# REQUIRED ACTION:
Scan the data below and copy each line where "information" occurs.

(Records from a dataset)
######

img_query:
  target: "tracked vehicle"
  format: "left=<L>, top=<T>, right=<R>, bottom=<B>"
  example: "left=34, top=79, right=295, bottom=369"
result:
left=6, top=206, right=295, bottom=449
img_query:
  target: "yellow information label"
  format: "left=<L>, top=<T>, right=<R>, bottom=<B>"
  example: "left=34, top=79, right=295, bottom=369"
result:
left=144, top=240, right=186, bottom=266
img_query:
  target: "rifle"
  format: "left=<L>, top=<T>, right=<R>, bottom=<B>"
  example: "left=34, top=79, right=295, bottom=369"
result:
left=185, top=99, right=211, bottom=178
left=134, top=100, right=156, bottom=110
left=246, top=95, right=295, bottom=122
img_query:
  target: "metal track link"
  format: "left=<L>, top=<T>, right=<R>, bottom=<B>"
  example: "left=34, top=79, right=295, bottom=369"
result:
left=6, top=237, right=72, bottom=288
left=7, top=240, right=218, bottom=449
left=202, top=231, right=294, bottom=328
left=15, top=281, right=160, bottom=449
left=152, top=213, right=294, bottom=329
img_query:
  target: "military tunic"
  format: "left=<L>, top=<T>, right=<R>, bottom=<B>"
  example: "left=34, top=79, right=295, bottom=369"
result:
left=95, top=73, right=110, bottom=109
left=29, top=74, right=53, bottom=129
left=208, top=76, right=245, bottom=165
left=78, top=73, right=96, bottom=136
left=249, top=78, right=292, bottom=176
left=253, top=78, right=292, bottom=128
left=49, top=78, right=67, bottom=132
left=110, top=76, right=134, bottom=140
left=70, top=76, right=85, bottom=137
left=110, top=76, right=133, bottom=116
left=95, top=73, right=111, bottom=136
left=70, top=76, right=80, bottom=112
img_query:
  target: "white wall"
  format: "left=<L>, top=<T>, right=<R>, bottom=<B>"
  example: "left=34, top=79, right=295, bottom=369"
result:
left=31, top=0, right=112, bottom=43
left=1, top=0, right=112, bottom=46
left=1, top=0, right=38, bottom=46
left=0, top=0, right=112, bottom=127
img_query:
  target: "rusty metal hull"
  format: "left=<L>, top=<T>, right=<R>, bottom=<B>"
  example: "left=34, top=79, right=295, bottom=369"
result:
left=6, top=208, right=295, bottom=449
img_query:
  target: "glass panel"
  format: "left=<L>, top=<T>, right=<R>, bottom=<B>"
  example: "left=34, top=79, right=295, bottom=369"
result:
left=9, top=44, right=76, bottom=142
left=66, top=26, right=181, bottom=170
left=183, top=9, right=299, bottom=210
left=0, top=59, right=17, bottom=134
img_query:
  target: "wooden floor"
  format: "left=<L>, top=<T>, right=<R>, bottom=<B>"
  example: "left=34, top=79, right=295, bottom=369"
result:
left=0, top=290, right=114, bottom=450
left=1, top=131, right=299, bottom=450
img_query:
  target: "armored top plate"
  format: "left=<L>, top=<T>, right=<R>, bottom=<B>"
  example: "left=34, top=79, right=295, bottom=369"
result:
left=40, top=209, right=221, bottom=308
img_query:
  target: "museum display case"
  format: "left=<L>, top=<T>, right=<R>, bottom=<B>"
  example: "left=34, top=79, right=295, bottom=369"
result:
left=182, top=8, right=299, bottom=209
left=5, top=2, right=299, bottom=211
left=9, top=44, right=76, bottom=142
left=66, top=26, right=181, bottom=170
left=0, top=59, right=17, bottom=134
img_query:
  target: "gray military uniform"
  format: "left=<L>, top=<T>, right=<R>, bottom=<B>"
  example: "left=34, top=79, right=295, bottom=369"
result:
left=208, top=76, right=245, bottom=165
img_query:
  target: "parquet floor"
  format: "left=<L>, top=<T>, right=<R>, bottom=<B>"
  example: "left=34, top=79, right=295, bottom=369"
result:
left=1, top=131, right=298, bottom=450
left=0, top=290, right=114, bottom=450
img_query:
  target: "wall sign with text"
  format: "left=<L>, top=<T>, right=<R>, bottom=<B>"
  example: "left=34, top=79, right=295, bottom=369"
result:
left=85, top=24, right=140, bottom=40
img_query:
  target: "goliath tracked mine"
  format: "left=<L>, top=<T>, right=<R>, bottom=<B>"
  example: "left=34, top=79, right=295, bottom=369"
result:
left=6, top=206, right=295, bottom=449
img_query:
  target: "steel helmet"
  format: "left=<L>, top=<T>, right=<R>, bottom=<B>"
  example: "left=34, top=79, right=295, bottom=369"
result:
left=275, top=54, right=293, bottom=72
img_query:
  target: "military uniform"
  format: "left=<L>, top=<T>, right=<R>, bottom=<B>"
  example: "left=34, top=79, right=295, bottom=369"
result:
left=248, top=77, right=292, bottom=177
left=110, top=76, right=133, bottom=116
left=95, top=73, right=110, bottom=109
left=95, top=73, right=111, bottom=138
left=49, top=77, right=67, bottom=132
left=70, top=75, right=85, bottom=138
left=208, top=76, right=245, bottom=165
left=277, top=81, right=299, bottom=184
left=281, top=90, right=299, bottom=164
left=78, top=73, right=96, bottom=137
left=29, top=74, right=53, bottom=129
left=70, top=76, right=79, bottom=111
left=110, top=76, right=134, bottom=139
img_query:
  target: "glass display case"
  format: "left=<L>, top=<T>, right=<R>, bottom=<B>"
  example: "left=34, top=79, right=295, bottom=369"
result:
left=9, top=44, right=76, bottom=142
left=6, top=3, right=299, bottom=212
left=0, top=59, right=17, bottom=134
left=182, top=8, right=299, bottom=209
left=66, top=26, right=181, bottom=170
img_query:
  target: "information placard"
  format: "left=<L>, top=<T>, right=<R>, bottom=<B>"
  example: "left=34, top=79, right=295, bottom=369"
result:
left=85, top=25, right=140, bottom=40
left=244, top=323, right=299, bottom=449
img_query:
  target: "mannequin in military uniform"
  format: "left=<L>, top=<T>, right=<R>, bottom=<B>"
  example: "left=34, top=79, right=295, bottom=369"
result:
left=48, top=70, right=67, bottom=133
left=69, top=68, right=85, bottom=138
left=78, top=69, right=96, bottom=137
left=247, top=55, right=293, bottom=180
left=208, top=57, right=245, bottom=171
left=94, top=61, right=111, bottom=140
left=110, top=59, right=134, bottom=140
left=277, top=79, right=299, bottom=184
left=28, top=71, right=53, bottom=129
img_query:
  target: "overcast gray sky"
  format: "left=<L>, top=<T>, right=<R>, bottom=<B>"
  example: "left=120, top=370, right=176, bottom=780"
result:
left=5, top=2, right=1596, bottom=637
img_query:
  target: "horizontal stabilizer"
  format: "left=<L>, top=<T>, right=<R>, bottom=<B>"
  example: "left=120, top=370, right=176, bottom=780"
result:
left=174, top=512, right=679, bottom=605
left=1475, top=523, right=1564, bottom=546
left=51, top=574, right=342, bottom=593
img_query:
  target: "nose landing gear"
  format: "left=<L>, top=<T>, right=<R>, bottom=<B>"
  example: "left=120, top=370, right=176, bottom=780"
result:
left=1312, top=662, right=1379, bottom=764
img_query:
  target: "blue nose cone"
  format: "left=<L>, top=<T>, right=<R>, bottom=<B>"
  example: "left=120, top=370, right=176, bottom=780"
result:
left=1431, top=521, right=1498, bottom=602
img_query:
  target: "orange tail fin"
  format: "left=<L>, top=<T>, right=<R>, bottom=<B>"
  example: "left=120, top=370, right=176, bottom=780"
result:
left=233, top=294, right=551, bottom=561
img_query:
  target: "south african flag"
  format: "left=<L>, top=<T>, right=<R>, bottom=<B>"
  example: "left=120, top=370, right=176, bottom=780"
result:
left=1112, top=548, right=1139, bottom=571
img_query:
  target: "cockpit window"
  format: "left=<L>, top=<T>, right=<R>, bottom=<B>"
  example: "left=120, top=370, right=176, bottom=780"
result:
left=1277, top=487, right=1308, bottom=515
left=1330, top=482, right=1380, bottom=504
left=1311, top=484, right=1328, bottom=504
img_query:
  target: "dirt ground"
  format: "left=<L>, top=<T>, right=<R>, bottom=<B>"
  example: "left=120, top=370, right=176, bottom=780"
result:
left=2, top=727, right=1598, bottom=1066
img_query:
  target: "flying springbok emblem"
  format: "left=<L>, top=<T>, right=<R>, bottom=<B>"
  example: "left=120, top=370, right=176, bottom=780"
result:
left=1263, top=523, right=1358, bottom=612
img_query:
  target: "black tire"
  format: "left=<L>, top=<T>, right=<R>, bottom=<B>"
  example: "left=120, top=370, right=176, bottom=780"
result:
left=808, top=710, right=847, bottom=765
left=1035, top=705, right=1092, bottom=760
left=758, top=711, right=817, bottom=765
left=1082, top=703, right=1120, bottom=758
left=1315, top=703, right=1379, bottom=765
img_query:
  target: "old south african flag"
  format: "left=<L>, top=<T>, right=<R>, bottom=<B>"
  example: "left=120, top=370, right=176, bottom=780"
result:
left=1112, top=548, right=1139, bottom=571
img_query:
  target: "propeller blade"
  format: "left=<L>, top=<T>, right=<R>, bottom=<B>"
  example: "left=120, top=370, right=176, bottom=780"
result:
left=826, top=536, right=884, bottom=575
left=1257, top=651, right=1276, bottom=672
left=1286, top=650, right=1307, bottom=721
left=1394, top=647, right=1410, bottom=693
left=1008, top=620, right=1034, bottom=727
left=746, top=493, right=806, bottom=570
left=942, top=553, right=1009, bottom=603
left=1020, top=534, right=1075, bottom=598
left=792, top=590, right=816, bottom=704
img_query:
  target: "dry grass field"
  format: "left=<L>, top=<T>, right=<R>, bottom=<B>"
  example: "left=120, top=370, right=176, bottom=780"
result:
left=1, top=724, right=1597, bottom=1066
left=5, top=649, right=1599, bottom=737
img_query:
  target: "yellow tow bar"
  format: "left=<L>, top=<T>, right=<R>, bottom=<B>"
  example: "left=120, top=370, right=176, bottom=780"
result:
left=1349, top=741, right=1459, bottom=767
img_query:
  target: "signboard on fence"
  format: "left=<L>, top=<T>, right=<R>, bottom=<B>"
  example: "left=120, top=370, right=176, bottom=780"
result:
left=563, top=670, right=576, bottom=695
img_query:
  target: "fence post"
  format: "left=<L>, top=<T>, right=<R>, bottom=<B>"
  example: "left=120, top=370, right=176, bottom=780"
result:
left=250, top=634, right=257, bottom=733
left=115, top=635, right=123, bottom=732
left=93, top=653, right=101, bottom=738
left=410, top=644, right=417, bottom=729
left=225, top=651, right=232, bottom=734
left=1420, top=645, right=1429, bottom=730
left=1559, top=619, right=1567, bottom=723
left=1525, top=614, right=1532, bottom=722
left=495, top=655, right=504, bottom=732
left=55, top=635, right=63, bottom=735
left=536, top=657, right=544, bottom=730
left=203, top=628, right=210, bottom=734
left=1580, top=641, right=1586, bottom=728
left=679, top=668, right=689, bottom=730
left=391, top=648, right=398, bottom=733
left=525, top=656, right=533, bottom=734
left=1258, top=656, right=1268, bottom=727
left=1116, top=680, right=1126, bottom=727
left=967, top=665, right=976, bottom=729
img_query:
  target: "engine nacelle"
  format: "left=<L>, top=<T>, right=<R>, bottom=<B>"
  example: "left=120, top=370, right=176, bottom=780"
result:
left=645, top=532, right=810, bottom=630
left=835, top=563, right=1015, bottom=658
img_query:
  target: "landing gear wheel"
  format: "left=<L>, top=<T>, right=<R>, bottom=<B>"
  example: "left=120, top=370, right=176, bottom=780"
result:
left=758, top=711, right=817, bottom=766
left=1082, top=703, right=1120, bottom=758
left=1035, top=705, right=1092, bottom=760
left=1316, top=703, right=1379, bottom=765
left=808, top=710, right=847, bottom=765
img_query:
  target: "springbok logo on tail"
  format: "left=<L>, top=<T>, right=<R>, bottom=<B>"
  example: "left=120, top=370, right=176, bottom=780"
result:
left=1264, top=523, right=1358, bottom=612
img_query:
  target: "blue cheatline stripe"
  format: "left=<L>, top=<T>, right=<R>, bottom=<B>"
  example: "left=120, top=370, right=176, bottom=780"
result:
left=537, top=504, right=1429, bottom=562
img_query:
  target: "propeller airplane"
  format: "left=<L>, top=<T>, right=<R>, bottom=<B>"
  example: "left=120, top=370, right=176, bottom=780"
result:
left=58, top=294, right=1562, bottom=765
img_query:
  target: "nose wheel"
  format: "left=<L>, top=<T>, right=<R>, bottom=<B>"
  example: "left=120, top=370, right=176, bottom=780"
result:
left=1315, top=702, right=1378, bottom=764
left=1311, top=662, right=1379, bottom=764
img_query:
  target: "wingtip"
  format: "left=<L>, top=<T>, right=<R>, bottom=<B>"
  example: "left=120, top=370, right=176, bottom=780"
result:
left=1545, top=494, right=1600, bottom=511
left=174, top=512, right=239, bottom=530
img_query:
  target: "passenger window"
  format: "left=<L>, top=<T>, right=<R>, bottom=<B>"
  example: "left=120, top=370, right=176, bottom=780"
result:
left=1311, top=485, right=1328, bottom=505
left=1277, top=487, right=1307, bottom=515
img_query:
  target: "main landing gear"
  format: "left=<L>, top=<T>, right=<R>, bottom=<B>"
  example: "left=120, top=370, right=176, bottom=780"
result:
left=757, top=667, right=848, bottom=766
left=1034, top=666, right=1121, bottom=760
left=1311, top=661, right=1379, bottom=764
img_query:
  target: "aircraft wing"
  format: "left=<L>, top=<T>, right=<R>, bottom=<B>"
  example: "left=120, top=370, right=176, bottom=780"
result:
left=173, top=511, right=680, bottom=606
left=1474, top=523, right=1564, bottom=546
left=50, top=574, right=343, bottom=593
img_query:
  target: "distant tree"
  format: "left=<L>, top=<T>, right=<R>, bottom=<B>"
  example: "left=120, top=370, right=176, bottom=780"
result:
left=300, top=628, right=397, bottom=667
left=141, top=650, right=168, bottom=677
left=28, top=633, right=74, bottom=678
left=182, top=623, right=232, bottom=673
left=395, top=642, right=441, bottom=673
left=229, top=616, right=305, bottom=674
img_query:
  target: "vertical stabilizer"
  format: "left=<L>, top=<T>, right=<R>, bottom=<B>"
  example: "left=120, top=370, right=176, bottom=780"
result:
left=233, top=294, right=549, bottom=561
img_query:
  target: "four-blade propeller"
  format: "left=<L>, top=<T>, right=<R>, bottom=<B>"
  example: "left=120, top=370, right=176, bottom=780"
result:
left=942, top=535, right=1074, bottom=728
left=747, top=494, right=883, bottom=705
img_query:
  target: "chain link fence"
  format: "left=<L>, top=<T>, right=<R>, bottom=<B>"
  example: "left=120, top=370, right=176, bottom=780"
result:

######

# WORKED SOLUTION:
  target: "yellow information label"
  target: "information placard"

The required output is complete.